"""

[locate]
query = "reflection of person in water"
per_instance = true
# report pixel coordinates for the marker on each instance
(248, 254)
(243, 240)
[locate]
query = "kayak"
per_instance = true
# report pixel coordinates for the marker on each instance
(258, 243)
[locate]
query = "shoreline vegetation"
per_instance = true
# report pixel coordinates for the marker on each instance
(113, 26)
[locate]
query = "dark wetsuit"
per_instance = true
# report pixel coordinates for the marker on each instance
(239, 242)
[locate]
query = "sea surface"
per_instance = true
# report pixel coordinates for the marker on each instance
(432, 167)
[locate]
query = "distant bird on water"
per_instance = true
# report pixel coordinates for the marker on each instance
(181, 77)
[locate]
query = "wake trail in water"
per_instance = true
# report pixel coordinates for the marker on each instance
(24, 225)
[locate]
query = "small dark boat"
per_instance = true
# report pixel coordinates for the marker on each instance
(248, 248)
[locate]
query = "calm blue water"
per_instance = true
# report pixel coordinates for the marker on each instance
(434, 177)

"""

WRITTEN EXERCISE: Pull out every line from the rows above that contains the string "query". Case counts, so match uppercase and lowercase letters exactly.

ANSWER BELOW:
query = "reflection of person in water"
query = "kayak"
query = "shoreline vegetation"
query = "dark wetsuit"
query = "sea surface"
query = "distant bird on water"
query = "wake trail in water"
query = "small dark boat"
query = "calm blue water"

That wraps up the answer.